* JOB *
Report how many lines of the data below include the word "post". Reply with the number alone.

* DATA TO USE *
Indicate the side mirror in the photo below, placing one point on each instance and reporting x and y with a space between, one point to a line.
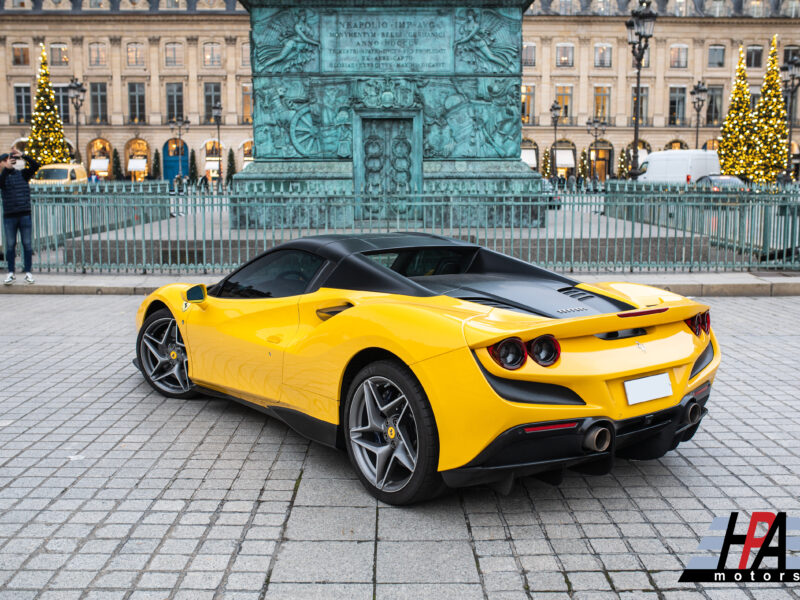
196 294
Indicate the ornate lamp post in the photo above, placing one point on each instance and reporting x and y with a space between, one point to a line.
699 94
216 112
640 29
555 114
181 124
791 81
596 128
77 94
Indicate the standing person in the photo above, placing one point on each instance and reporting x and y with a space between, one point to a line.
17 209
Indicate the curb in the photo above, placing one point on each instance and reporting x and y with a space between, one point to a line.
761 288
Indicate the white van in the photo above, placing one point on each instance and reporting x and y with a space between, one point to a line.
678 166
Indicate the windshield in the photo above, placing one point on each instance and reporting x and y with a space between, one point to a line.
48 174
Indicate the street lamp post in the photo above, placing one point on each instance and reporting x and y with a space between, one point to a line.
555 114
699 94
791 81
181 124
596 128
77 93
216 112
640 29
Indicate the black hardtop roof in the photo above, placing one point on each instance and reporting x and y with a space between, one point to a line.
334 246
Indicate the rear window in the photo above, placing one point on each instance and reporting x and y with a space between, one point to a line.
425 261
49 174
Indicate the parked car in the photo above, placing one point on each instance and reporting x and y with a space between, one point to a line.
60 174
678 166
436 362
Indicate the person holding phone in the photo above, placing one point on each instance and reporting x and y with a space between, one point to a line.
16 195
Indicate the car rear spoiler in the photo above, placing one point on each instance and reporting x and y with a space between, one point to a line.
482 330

==

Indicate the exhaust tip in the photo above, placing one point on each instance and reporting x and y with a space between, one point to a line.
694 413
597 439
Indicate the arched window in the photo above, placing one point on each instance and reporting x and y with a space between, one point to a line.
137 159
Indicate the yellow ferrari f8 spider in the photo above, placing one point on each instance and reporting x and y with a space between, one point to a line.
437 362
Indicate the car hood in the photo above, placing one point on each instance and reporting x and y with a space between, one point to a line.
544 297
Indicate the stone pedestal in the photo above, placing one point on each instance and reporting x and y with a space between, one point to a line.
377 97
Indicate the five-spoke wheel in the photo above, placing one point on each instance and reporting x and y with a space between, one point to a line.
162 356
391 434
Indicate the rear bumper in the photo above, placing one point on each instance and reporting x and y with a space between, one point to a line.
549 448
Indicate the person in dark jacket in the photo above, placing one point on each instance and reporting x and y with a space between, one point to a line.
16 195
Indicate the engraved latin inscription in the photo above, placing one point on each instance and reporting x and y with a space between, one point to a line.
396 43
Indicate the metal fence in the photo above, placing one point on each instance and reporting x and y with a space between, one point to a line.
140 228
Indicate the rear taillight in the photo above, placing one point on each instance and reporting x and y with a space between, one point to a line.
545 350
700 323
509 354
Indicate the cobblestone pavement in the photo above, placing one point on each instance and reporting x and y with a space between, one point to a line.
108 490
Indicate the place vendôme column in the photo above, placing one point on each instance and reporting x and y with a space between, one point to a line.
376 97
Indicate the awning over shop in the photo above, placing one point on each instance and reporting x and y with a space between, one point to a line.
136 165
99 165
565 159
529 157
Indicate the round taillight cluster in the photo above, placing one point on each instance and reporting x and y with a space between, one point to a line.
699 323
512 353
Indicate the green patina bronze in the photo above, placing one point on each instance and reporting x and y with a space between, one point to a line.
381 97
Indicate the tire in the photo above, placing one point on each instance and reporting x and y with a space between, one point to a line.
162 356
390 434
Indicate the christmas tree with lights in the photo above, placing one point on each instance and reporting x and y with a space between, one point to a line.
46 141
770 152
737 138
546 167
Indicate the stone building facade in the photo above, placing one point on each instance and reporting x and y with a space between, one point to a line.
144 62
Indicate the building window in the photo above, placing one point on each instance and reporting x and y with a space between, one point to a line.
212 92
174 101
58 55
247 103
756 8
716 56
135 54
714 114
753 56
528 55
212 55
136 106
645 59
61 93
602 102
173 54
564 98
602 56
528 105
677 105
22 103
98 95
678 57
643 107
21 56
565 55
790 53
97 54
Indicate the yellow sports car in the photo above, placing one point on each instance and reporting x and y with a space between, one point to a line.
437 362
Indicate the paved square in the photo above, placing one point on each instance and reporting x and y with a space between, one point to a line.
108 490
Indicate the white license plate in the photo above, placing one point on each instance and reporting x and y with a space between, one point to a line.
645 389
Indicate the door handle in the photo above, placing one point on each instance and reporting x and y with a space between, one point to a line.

* ANSWER TO THIS EXERCISE *
2